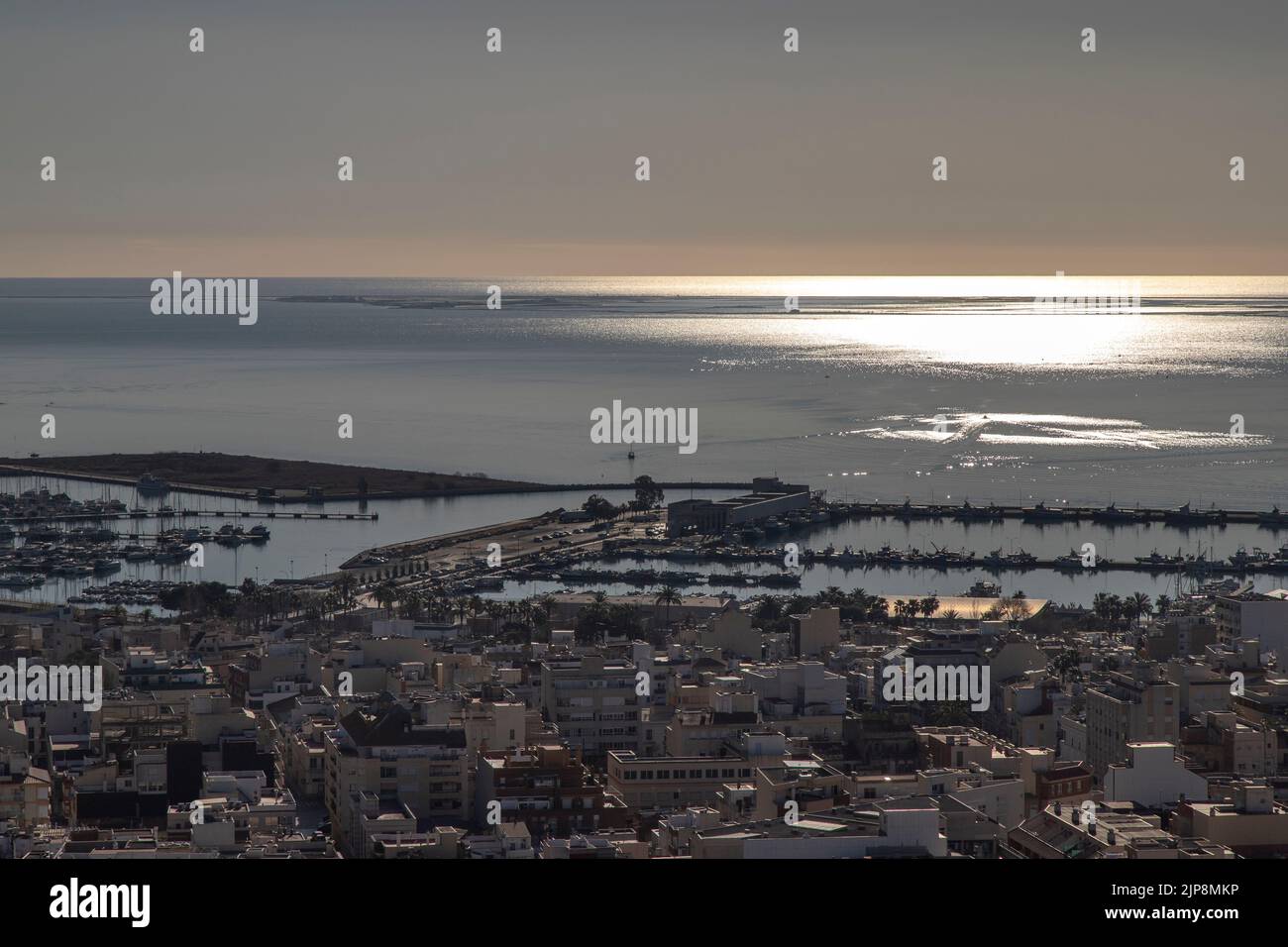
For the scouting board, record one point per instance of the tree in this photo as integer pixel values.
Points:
(668, 595)
(599, 508)
(928, 605)
(1140, 604)
(648, 495)
(386, 594)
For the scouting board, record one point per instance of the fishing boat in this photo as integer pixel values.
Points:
(1112, 514)
(1042, 514)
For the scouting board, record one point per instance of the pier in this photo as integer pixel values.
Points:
(184, 514)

----

■ WORK TO DO:
Write out every line of the items above word for word, leaving out the pictures.

■ REPLY TO THE EXERCISE:
For the scouting board, record one point per instance of the tree in this photo as integer pixel values.
Points:
(668, 595)
(599, 508)
(928, 605)
(1140, 604)
(648, 495)
(386, 594)
For the scouting board, record one point per instance of the fishing boat in this photo as integer pixel values.
Points:
(1112, 514)
(1042, 514)
For the scouting board, record one point per instance of the pier in this photo as integer pixel values.
Points:
(184, 514)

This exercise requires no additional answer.